## start Text section

Five years after Zorzi’s death, on 16 August 1532 a massive fire erupted in the old palace. It was a spectacular inferno. Sanudo describes this fire in his [48-part] diaries down to the most minute detail. One of Zuanne’s brothers delivered sugar and cotton from Cyprus. However, the sugar in the bales was still moist and was put to dry on the attic. Like other family members, Zuanne suffered from gout. He went to bed with warmed up wood to ease the pain. But the process to warm up the wood had created so much heat that the beams in the attic began to smoulder. Sparks from the beams caused a fire in the sugar bales. The family had dinner late and thus struggled to wake up. They attempted to recover some important documents from the mezzanine floors next to the androne. But with the locks of the doors being opened, gathered crowds were given the option to pillage these rooms. A lot of sugar and cotton in the androne was able to be preserved. Sanudo also tells us that the marble columns of the facade came thundering down, killing three curious spectators. Sanudo described it as: ‘Deus dedit, Deus abstulit’, or, God gave and God took’.

Right after the fire, Giacomo and Francesco filed a petition with the Doge to explain their situation. It expressly mentioned that the city’s interests were best served if a palace would be built at this amazing location at the Canal Grande. Both brothers requested for a hefty contribution to build the new palace.

## end Text section
## start Input for this task

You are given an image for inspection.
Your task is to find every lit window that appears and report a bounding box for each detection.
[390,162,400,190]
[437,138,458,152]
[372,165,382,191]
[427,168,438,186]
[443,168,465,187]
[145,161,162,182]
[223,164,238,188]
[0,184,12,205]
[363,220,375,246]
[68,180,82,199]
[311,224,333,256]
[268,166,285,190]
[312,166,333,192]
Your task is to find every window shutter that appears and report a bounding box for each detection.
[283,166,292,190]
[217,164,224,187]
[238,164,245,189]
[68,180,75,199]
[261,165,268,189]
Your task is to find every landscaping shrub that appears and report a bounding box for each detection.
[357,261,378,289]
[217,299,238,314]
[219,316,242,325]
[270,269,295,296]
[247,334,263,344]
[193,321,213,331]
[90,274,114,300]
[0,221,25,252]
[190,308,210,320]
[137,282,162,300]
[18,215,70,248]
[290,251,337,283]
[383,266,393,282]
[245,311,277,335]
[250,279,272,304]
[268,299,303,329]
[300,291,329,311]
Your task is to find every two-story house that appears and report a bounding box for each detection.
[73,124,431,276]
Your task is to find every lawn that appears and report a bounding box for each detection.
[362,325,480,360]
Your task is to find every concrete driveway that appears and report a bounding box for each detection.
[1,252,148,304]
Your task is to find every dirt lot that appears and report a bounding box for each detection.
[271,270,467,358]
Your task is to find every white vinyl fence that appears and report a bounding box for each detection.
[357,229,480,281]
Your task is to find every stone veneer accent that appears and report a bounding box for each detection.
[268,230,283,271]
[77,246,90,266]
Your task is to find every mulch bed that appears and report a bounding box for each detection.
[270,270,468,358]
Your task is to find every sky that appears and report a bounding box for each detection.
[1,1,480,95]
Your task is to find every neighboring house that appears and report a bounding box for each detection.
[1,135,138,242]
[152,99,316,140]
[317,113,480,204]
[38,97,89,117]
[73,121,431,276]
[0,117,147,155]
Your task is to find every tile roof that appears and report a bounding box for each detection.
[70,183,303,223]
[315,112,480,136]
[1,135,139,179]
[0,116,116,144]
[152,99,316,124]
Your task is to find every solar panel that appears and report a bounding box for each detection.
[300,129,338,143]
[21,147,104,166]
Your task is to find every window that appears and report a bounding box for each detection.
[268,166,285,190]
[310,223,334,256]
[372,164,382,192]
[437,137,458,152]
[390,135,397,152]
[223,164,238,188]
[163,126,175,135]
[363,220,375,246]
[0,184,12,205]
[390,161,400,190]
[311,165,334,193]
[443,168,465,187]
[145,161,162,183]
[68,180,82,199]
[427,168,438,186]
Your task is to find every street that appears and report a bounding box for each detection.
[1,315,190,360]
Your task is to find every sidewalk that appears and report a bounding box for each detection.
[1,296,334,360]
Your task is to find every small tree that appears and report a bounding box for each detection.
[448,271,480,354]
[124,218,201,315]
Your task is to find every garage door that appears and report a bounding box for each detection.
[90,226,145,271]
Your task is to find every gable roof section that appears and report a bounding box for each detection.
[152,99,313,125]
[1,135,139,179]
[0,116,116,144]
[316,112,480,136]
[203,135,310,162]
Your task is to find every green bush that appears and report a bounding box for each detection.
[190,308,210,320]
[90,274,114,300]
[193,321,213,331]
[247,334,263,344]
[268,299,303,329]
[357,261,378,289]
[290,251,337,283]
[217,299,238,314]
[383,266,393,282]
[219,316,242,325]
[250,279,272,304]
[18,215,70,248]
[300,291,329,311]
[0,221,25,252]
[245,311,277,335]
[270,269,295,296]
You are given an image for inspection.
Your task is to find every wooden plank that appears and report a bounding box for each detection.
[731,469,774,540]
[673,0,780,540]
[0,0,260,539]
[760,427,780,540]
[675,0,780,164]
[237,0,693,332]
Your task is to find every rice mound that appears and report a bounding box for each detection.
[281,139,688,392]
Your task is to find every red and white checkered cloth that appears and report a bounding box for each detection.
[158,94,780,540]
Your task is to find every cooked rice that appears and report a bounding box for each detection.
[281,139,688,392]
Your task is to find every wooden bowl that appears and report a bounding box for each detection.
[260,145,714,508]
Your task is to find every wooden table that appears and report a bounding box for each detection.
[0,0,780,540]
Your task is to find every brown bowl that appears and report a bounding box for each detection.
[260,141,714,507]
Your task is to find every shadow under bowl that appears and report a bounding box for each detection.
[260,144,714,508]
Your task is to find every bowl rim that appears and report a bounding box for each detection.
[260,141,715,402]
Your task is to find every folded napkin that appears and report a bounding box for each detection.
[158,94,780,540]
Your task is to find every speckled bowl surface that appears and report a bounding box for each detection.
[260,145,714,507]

## end Input for this task
## start Input for this task

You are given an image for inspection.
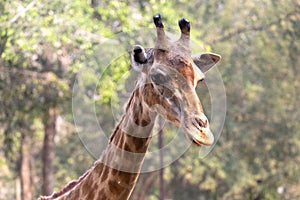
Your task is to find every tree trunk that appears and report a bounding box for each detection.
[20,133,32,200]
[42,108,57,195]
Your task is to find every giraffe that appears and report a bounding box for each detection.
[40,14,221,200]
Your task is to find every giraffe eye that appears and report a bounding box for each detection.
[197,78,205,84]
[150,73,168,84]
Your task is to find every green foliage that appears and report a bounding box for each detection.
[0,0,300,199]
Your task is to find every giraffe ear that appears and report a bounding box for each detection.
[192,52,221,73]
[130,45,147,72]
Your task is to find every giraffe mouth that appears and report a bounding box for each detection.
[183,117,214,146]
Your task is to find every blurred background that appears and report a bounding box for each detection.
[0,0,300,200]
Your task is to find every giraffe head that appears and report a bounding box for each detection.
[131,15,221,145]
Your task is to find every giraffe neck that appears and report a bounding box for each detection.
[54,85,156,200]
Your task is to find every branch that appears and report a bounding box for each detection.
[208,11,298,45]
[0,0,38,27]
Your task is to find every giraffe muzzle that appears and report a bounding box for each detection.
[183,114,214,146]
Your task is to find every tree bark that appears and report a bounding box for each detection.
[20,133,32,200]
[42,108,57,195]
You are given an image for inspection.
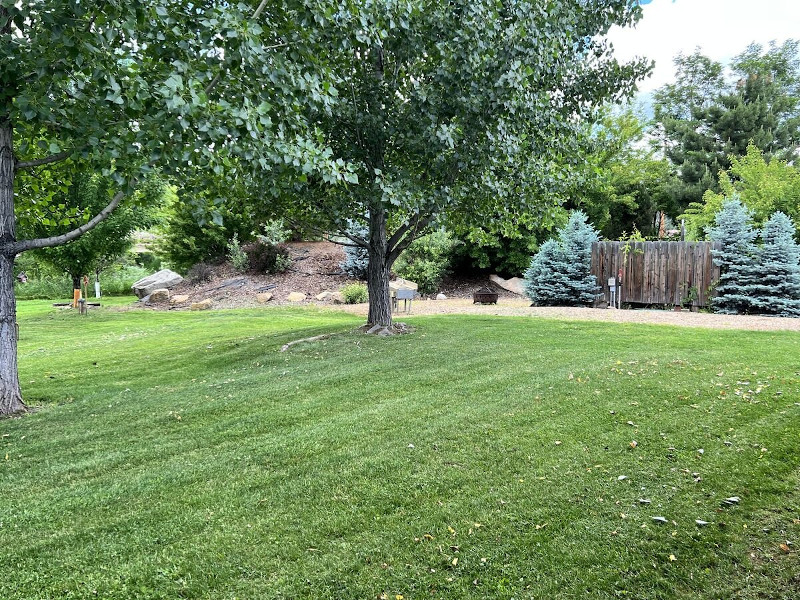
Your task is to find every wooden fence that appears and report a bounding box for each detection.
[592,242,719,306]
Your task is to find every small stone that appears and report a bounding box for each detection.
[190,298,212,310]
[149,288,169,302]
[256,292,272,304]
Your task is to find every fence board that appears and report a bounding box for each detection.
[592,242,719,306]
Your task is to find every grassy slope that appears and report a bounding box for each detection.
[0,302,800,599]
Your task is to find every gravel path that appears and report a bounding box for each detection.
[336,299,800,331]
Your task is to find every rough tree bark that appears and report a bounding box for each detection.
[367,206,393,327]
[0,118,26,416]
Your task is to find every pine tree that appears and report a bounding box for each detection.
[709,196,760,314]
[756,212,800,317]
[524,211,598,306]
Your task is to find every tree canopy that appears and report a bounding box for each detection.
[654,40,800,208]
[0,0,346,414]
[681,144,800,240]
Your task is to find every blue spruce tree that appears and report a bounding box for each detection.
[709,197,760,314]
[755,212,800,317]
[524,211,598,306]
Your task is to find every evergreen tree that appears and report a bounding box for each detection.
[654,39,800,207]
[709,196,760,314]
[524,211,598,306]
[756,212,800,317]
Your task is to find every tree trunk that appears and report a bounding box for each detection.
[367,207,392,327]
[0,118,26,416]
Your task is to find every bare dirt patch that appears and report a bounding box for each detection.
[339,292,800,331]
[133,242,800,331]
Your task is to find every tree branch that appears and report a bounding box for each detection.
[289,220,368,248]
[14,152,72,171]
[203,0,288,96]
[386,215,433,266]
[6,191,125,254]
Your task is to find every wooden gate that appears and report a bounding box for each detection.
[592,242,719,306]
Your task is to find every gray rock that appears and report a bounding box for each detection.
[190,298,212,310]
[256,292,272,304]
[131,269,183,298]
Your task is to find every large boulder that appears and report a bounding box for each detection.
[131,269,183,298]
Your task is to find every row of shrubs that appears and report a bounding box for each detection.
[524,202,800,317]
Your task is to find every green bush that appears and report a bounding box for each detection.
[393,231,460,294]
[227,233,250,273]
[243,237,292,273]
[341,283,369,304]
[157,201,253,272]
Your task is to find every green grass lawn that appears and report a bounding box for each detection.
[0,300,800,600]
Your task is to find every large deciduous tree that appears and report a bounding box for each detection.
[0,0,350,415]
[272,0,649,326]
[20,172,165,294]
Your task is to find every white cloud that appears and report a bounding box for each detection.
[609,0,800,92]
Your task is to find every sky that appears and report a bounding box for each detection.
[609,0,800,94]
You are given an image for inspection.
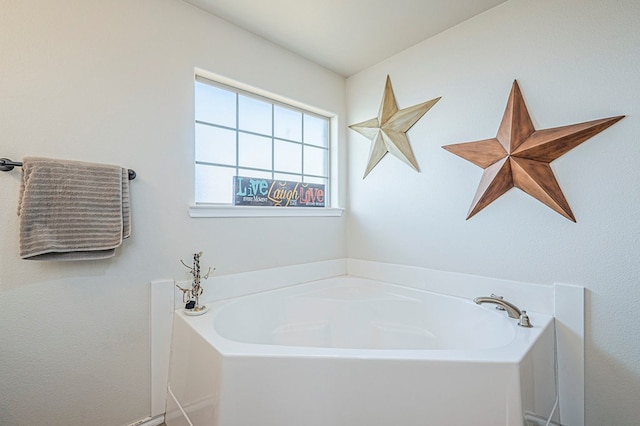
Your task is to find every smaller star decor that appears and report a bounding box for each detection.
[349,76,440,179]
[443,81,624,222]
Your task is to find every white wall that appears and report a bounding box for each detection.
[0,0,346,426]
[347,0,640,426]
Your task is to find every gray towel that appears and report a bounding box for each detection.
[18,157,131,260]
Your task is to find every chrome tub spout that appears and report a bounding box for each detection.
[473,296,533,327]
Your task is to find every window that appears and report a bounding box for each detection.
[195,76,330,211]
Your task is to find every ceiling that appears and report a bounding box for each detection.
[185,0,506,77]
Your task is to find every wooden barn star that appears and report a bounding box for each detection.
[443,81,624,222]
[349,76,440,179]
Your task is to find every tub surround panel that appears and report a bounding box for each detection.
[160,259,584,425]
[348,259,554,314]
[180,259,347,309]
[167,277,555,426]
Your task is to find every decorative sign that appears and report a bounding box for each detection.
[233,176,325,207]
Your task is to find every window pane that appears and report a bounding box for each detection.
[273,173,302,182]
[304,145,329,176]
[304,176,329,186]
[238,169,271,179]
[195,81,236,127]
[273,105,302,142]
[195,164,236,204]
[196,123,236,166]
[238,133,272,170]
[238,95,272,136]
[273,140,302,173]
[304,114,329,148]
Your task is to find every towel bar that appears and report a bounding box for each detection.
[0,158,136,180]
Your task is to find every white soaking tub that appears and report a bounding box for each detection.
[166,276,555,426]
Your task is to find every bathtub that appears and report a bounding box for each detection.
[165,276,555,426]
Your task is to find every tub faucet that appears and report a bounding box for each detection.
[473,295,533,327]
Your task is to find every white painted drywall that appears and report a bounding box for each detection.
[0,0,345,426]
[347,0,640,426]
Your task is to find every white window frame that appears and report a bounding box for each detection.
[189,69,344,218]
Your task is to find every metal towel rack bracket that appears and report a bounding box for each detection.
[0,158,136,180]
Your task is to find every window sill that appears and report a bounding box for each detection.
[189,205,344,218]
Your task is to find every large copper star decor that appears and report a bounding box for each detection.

## end Input for this task

Required work ▸
A: Select every line in the records that contains the string "gray", and copy each one.
B: Pick up the account of the palace fire and its aftermath after its final sentence and keep writing.

Responses to the exercise ▸
A:
Your task is to find every gray rock that appears and report a bounding box for each detection.
Your task is to find every gray towel that appears and report a bounding box for each detection.

B:
Titian (studio) ‘Girolamo and cardinal Marco Corner’ c. 1520-1525 National Gallery of Art, Washington
Titian (studio) 'Girolamo and cardinal Marco Corner' c. 1520-1525 National Gallery of Art Washington

One coy remark was that the family had a whopping eight daughters. They thus hinted towards a massive dowry of sixty-one-thousand gold coins needing to be paid in the future. And that is exactly the amount requested by the brothers. Of course, they also explicitly referred to the fact how Cyprus fell into the hands of La Serenissima thanks to Zorzi Corner. The petition did not fall on deaf ears. The Council of Ten offered the brothers thirty-thousand coins: half of what they asked for. The provision in Zorzi’s will to keep the plot undivided within the family was ignored with permission of the senate. The entire plot at the side of the large channel was divided in two equal pieces. The left part was never built on.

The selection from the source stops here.